▸ Task details:
Reproduce each of the following rows verbatim, preserving every line without alteration.
===== Material to process
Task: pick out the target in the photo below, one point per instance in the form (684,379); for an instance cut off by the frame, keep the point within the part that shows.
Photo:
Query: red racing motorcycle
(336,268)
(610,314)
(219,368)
==========
▸ Solution:
Task: pick out the target in the photo below, one point per instance in the form (684,379); for an instance cut off by the frame, keep the point within the part that shows.
Photo:
Query: red racing motorcycle
(336,268)
(610,314)
(219,368)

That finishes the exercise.